→ Work to complete: Reproduce the material below only from the line with "island in the image below." to the line with "pot in the image above.", both included, keeping each line exact and dropping the pictures.

======== Exercise materials

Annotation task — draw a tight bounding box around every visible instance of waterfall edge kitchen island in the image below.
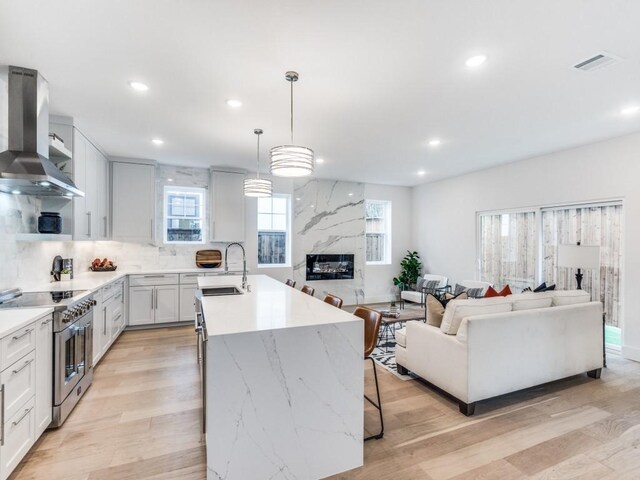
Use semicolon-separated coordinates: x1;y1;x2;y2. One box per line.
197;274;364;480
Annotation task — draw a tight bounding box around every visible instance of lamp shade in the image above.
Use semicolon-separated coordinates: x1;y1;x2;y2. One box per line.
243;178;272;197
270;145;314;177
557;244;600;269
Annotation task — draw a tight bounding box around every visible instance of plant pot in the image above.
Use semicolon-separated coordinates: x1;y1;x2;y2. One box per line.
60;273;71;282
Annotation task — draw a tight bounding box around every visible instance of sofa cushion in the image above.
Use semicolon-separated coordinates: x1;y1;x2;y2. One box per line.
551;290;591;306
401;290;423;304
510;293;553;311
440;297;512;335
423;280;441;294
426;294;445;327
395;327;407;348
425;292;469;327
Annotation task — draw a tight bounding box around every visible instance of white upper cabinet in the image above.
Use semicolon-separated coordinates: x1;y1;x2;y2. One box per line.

================
======== Exercise materials

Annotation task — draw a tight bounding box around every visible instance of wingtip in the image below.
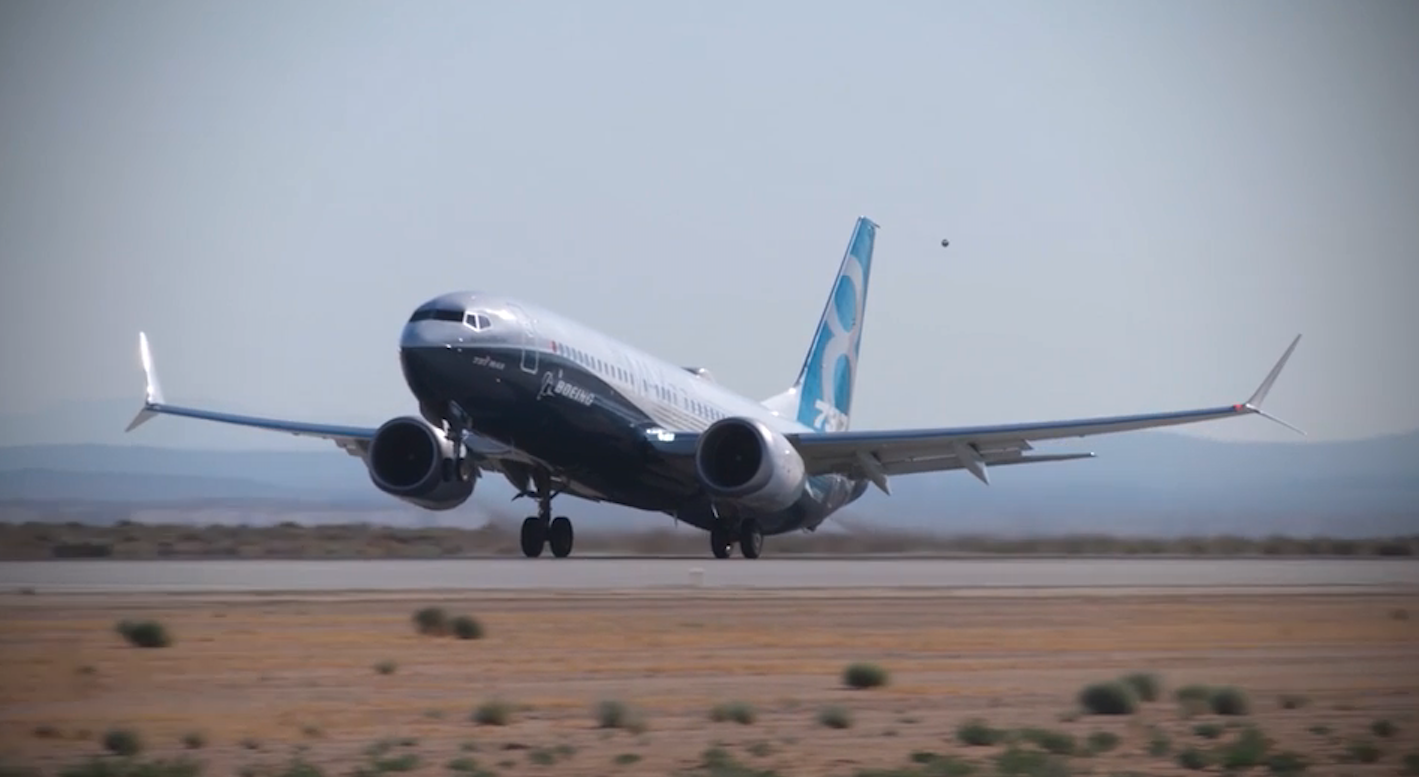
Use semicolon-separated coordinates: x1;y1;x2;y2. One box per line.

================

→ Output for this task:
Annotation task — draw a tight bounding box around every visible instance of waterfall edge kitchen island in the image below.
Use semicolon-separated coordinates: x1;y1;x2;y2. One box per line.
197;274;364;480
Annotation task — draw a tight bounding box around every visible instance of lamp shade in the image above.
Use semicolon-separated coordinates: x1;y1;x2;y2. One box per line.
243;178;272;197
270;145;314;177
557;244;600;269
Annotation task — draw a tight bounding box around every visible instance of plant pot in the image above.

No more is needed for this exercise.